(Stored data)
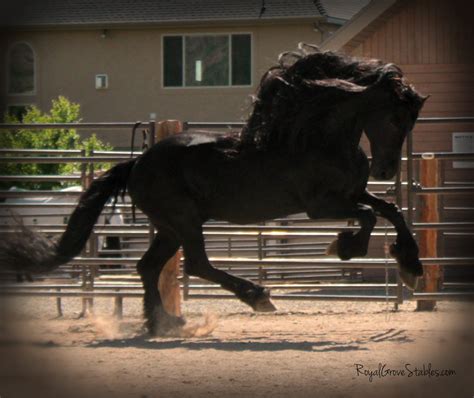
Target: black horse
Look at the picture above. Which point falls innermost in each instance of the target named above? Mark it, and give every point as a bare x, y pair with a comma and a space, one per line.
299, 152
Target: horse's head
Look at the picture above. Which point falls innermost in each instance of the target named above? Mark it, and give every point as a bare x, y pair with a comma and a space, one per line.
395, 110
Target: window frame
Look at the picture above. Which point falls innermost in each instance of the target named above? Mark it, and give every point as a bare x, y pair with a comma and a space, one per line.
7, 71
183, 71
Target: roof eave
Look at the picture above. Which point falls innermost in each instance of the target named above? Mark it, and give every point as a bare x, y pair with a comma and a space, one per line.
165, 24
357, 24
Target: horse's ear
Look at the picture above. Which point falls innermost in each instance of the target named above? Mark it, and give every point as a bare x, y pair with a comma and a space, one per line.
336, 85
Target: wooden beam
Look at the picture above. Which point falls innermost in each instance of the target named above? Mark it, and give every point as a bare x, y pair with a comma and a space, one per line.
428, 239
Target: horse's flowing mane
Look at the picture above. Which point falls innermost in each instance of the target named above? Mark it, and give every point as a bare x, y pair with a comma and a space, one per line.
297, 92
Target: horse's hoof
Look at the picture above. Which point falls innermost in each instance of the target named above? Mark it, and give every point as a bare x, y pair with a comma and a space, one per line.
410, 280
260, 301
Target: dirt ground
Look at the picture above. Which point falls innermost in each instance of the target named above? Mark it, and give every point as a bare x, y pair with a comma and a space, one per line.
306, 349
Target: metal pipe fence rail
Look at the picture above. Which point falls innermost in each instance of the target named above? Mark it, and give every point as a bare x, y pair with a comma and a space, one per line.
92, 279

==

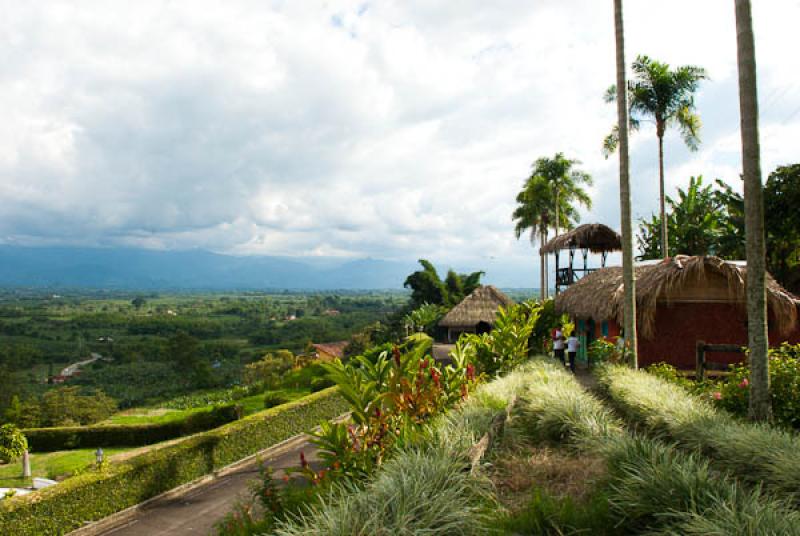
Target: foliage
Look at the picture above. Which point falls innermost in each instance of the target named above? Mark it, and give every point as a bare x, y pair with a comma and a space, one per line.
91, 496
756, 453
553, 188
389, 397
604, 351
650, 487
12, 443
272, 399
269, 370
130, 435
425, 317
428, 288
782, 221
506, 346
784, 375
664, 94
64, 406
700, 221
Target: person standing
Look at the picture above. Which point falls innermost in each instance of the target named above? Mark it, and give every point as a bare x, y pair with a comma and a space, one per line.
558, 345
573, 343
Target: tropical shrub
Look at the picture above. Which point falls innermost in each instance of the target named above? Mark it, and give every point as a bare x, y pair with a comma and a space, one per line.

» **What to do**:
Wherever the string "horse" appears in a line above, copy that line.

» **Your response**:
Target: black horse
Target: horse's head
Target: horse's ear
Target: horse's flowing mane
Target: horse's hoof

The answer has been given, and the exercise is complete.